Abdurrahman bin Mahdi berkata: "Kami berada di sisi al-Imam Malik
bin Anas, tiba-tiba datang seseorang kepadanya seraya berkata: 'Aku datang kepadamu dari jarak 6
bulan perjalanan. Penduduk
negeriku menugaskan kepadaku agar aku menanyakan kepadamu suatu permasalahan.'
Al-Imam Malik berkata:'Tanyakanlah!'Maka orang tersebut bertanya kepadanya suatu permasalahan.
Al-Imam Malik menjawab: 'Saya tidak bisa menjawabnya.' Orang tersebut terhenyak,
sepertinya dia membayangkan bahwa dia telah datang kepada seseorang yang tahu
segala sesuatu, orang tersebut berkata: 'Lalu apa yang akan aku katakan kepada penduduk
negeriku jika aku pulang kepada mereka?' Al-Imam Malik berkata: 'Katakan kepada
mereka: Malik tidak bisa
menjawab.'"

=======

DAFTAR TUGAS
A. Dalam kisah tentang al-Imam Malik, berapa lama perjalanan yang ditempuh orang yang datang kepadanya?
B. Lanjutkan kisah tentang al-Imam Malik dan orang yang datang bertanya itu, mulai setelah kalimat terakhirnya.

=======

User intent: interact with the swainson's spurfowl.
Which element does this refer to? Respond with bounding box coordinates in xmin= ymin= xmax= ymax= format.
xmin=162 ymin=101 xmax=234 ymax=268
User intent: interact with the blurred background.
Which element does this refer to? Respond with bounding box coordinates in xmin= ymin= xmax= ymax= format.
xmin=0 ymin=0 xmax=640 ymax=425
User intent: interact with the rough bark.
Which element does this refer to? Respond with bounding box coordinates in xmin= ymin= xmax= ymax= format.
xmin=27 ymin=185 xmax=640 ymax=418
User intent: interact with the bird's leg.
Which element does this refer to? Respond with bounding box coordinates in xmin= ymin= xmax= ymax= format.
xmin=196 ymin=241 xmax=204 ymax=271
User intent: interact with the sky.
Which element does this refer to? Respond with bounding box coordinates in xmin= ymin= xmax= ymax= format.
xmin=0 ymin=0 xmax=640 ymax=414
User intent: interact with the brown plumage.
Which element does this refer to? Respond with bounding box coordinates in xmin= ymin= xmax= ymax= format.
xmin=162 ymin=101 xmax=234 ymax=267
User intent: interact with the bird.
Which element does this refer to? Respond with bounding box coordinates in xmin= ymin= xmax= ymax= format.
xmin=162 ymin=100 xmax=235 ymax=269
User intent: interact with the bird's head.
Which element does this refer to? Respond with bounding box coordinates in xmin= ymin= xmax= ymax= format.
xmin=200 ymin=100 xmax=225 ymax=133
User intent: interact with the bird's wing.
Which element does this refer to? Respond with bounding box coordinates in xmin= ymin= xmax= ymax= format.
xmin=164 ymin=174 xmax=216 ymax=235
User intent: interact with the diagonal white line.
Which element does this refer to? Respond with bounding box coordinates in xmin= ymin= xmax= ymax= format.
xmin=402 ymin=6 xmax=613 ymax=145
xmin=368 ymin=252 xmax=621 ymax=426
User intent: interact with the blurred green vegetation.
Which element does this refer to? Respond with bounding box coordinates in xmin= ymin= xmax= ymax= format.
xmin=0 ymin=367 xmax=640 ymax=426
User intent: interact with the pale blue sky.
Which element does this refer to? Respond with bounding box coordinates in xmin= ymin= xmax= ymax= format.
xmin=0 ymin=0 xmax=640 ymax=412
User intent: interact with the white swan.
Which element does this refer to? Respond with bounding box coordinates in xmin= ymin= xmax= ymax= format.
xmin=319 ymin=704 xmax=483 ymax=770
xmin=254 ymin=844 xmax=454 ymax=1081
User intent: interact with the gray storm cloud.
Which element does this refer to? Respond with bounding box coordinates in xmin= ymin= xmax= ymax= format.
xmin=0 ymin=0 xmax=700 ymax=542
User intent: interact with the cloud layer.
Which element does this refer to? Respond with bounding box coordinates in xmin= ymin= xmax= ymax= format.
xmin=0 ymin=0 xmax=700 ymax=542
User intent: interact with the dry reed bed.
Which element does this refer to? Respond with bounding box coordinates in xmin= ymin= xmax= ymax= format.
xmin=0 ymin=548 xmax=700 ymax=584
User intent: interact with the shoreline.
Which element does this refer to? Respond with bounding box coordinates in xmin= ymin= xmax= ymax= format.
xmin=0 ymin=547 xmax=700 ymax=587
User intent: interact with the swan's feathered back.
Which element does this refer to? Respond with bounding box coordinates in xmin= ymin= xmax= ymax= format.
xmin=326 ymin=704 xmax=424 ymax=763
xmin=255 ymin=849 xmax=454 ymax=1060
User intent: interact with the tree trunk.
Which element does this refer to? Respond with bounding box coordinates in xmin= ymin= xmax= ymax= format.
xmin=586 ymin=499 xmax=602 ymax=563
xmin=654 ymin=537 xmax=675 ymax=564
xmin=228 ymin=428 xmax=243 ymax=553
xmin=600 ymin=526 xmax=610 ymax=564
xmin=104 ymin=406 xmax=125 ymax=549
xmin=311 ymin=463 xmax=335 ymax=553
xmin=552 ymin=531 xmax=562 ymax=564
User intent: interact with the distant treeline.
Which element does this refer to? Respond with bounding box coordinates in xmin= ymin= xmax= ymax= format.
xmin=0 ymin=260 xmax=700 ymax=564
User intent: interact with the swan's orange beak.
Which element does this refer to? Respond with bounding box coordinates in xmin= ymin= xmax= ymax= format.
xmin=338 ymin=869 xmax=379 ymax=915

=======

HASIL TUGAS
A. Enam bulan perjalanan.

B.
Khalid bin Khidasy berkata: "Aku datang kepada
Malik dengan membawa 40 masalah, tidaklah dia menjawabnya kecuali 5
masalah."
Perhatian Beliau Kepada Kitabullah
Khalid al-Aili berkata: "Aku tidak pernah melihat seorang yang lebih
besar perhatiannya kepada Kitabullah dibandingkan Malik bin Anas."
Abdullah bin Wahb berkata: "Aku bertanya
kepada saudara perempuan Malik bin Anas: 'Apakah kesibukan Malik di rumahnya?' Dia
menjawab: 'Mushaf dan tilawah.'"
Tentang Akal dan Adab Beliau
Abdurrahman bin Mahdi berkata: "Aku tidak pernah melihat ahli
hadits yang lebih bagus akalnya dibandingkan Malik bin Anas."
Abu Mush'ab berkata: "Aku tidak pernah sekalipun mendengar Malik
menyuruh orang-orang berdiri, dia hanya berkata: 'Kalau kalian menghendaki,
kembalilah.'"
Abdullah bin Wahb berkata: "Yang kami nukil
dari adab Malik lebih banyak daripada yang kami pelajari dari
ilmunya."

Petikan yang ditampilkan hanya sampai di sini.